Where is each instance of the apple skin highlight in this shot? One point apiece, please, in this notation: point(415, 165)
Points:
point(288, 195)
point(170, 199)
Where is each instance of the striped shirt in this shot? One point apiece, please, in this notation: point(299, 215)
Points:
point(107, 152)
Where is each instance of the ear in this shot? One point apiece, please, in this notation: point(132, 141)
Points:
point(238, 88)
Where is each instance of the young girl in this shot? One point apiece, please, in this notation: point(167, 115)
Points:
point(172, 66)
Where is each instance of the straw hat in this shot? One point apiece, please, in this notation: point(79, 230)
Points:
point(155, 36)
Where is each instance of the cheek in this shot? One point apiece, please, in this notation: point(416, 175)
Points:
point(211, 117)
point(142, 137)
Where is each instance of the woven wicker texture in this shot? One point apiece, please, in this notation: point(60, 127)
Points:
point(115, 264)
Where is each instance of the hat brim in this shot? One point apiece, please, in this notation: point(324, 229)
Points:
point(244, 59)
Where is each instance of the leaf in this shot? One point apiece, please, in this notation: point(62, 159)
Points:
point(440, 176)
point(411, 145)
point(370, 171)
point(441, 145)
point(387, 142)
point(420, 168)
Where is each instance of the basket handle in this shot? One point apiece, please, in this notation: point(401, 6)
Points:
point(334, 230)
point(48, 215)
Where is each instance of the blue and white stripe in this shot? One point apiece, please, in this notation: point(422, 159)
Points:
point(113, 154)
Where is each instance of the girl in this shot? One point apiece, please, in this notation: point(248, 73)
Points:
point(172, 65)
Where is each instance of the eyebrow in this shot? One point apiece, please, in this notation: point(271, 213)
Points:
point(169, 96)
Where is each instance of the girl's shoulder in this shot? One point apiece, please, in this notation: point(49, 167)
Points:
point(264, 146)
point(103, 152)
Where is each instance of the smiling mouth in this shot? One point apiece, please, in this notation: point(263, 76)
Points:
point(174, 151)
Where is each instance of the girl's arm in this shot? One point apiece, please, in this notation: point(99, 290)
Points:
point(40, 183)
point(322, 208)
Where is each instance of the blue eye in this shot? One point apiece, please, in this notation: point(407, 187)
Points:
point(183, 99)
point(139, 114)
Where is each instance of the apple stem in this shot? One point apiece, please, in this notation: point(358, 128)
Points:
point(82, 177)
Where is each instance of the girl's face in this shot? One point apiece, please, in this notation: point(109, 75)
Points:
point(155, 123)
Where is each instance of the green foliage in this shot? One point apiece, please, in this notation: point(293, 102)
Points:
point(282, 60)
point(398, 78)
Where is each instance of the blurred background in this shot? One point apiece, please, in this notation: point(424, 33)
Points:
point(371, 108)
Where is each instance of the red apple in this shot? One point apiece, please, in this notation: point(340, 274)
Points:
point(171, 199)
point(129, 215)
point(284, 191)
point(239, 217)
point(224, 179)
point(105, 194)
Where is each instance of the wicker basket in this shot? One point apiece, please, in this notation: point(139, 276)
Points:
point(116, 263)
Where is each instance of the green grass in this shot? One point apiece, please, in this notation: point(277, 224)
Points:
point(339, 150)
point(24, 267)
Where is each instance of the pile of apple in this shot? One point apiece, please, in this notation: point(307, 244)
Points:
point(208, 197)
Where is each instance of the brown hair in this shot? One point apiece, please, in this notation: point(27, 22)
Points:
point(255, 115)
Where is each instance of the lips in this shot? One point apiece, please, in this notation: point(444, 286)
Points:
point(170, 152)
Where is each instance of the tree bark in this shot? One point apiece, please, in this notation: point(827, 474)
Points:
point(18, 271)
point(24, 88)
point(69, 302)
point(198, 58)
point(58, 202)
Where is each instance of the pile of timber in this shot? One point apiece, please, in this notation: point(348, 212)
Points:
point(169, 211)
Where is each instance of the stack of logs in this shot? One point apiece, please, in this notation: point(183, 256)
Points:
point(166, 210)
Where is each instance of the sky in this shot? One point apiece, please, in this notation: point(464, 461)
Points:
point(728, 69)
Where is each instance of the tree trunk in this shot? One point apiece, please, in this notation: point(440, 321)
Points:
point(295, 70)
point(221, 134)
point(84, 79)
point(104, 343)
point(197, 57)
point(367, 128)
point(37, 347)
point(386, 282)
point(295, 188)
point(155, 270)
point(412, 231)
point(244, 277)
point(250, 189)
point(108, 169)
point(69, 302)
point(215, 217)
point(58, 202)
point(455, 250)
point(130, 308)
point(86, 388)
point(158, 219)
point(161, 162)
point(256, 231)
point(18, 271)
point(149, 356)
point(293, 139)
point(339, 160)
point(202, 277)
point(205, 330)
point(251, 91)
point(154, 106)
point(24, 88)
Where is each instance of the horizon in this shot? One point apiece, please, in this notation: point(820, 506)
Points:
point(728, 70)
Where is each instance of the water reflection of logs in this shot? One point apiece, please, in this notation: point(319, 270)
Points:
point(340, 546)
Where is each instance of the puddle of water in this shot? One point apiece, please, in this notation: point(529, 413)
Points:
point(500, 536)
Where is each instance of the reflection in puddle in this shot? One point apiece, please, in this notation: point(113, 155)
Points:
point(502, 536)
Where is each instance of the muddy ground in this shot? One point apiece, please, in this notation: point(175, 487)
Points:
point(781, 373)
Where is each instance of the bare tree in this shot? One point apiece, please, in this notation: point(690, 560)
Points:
────────────────
Instructions for the task >>
Count the lines in the material above where the string "puddle" appears, then state only that count.

Response for this exercise >>
2